Texte du document —

============================================================

Je me rappelle encore l'excitation que j'avais en juillet 2021 lorsque le messie tant attendu allait enfin être projeté en avant première ! Dix ans d'attente pour une séance spéciale puisque le passe sanitaire chéri allait entrer en vigueur le lendemain, bref j'avais on ne peut plus savouré ma séance de Kaamelott Premier Volet !
Mais à présent que deux années se sont écoulées et que le deuxième volet semble se faire désirer (Alexandre Astier espérait un tournage au printemps 2023 mais a priori il n'en fut rien) je me suis dis qu'il fallait que je revoie le film à nouveau car la hype avait peut être obscurci mon jugement : beaucoup de monde n'a pas du tout aimé le film alors que les six saisons de la série sont encore aujourd'hui citées aux quatre coins du net et au comptoir de tous les pubs de Bretagne jusqu'à ceux du Sud !
Du coup, une fois la hype bien passée est-ce que ce premier volet de la trilogie est une réussite totale comme je l'avais pensé à l'époque ?
Des efforts de réalisation
Après six saisons sur le petit écran dont les deux dernières en dépit de leurs ambitions souffraient d'un montage frôlant l'amateurisme (on ne présente plus les innombrables fondus enchaînés qu'Astier affectionne tant) l'arrivée de notre roi Arthur préféré au cinéma avait de quoi faire peur.
En effet la précédente réalisation d'Alexandre Astier sans être mauvaise sentait bon le téléfilm de luxe tandis que la promo avait été très discrète pour finalement s'accélérer trois semaines avant la sortie et dévoiler des images prometteuses.
S'il y a un point sur lequel on ne pourra pas dresser de reproches à Astier c'est bien sa mise en scène qui s'est clairement améliorée depuis David et Madame Hansen et les dernières saisons de la série !
Qu'il s'agisse des décors naturels parfaitement captés ou encore du nombre de figurants, on ne ressent plus le côté un peu fauché de la série tandis que Astier a enfin compris qu'un raccord pouvait se faire autrement que par un fondu à la con ! Les flashbacks assez nombreux s'insèrent à chaque fois à la perfection grâce à un objet ou une parole qui rappellera sa jeunesse à Arthur.

============================================================

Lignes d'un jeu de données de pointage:
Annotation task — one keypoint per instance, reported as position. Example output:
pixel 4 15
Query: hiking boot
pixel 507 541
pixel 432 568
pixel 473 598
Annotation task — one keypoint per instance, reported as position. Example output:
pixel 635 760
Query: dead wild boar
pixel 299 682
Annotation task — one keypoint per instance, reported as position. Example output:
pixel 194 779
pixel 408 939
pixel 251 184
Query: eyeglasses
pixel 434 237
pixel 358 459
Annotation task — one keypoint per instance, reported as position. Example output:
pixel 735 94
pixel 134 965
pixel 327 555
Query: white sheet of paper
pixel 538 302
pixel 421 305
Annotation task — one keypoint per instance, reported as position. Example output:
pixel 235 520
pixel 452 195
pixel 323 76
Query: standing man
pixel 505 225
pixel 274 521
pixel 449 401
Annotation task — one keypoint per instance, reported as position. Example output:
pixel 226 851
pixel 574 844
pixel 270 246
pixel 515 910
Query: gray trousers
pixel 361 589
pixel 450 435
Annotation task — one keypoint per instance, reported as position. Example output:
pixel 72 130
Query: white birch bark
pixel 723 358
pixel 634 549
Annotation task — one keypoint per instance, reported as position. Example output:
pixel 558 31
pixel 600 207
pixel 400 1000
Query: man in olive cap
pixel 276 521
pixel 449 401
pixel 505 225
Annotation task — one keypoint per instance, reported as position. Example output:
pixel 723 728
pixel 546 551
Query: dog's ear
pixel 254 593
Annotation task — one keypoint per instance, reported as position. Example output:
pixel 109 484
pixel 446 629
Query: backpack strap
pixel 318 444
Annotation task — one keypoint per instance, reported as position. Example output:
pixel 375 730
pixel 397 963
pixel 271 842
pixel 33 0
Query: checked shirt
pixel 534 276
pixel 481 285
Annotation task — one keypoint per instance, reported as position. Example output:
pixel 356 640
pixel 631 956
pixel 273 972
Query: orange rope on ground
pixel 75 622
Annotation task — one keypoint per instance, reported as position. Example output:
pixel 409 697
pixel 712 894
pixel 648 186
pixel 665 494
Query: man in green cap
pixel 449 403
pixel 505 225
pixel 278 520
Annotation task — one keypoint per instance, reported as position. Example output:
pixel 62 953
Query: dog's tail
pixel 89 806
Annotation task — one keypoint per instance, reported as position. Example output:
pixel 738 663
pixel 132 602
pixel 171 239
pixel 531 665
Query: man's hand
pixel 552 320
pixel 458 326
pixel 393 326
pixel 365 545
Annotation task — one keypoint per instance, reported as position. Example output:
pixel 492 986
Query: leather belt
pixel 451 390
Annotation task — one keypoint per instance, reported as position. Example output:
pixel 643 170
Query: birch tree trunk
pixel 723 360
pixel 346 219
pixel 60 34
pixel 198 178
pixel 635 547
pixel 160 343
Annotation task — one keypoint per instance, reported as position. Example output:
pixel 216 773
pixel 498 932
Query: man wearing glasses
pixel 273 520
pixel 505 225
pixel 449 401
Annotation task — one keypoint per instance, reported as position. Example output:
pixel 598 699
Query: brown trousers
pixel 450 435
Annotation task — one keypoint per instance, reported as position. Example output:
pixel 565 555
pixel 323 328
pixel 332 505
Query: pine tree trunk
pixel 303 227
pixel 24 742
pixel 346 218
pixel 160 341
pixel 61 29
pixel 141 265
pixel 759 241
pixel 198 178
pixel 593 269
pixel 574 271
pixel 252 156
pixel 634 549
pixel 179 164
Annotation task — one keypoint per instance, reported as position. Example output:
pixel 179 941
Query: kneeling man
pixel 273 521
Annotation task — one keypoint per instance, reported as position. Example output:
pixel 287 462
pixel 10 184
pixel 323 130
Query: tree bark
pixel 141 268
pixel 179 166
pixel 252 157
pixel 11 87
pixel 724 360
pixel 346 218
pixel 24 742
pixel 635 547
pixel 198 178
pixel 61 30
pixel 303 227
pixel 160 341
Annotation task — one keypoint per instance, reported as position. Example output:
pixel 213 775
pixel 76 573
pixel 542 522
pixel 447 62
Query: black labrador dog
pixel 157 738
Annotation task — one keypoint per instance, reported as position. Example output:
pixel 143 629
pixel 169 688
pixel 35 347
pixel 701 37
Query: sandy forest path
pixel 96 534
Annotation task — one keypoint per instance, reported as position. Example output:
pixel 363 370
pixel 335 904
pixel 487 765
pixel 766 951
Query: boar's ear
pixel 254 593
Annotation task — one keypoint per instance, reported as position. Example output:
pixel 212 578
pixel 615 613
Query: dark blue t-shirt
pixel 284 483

============================================================

Liste des tâches —
1: D'après le texte sur Kaamelott Premier Volet, à quel moment Alexandre Astier espérait-il tourner le deuxième volet ?
2: Résumez le texte sur Kaamelott Premier Volet en deux phrases.
3: Prolongez le texte sur Kaamelott Premier Volet en reprenant après sa dernière phrase.

Réponses par tâche —
1: Au printemps 2023.

2: Deux ans après l'avant-première de juillet 2021, le texte revient sur Kaamelott Premier Volet pour vérifier si l'enthousiasme du moment n'a pas faussé le jugement, car beaucoup de monde n'a pas aimé le film. Il salue une mise en scène d'Alexandre Astier nettement améliorée depuis les dernières saisons de la série, avec des décors naturels bien captés, de nombreux figurants et des flashbacks parfaitement insérés.

3:
On pouvait d'ailleurs craindre que les CGI soient foireuses à la vue du plan un peu triste de l'armée burgonde au pied du château, mais hormis sur ce plan les effets spéciaux se montrent plutôt convaincants et permettent de rendre Kaamelott plus grande ! La forteresse est très réussie et les effets de destruction lors de la bataille finale seront plutôt réalistes malgré une 3D voyante.
Des retrouvailles efficaces
Mais là où j'attendais Astier, c'est sur sa capacité à jongler parfaitement entre les personnages à travers des dialogues redoutables.
Et étant donnée la galerie de personnages que les six ans à la télévision ont constituée cela ne serait pas une mince affaire !
Pourtant non seulement Astier est arrivé à caser 95% du casting original (seuls manquent Gauvain, Ygerne, Demetra, et le Maître d'Armes pour les plus importants) mais en plus il ne s'est pas reposé sur ses lauriers et nous a proposé une belle brochettes de nouveaux venus.
La nouvelle table ronde préparée par Bohort fait ainsi intervenir le temps d'une séquence des noms qui seront certainement réutilisés pour les suites tandis que les saxons se trouvent un chef inattendu et charismatique à souhait en la personne de Horsa, interprété par Sting en personne !
On pourrait la première fois trouver les nouveaux un peu lourdauds car en toute sincérité on attendait surtout de retrouver Perceval, Merlin, Léodagan, Lancelot, la Dame du Lac ou le Roi Loth, mais quand on y prête attention on découvre de jeunes acteurs qui visiblement s'éclatent et qui en prime sont dans le ton.
Mais évidemment on se régalera en retrouvant les plus bêtes et les plus méchants (sans rire je trouve que Astier s'est donné à fond pour les répliques du conseil de Lancelot) à travers des dialogues qui s'ils n'ont pas le même mordant qu'à l'époque sauront quand même coller de nombreux rires pendant la projection !
Des choix artistiques discutables et audacieux
Par contre si la réalisation d'Astier a grimpé de nombreux crans et qu'en prime il nous a composé une bande son purement impériale (si si, réécoutez là et vous entendrez qu'on est presque dans Star Wars par moments) on ne peut pas dire que la réussite fut totale et en ce sens on pourra aisément comprendre que les costumes en aient rebutés un bon nombre.
Passer des chevaliers en armure et aux costumes grattés sur le tournage de la série Rome et de La Passion du Christ aux tenues des burgondes façon Tintin et les Picaros est effectivement assez choquant.
Alors que les costumes du film s'inspirent parfois de Game of Thrones, Astier a choisi de tomber dans l'excentricité tout au long du film : la coiffe de Guenièvre, le look des gardes du Rocher et surtout l'armure étrange de Lancelot (qui sera développée dans le second volet d'après le réalisateur) apportent un réel décalage comique qui ne fut pas au goût de tous.
A titre personnel j'avoue que si je trouve les tenues burgondes parfois magnifiques un peu moins de fluo et de paillettes n'auraient quand même pas été de refus.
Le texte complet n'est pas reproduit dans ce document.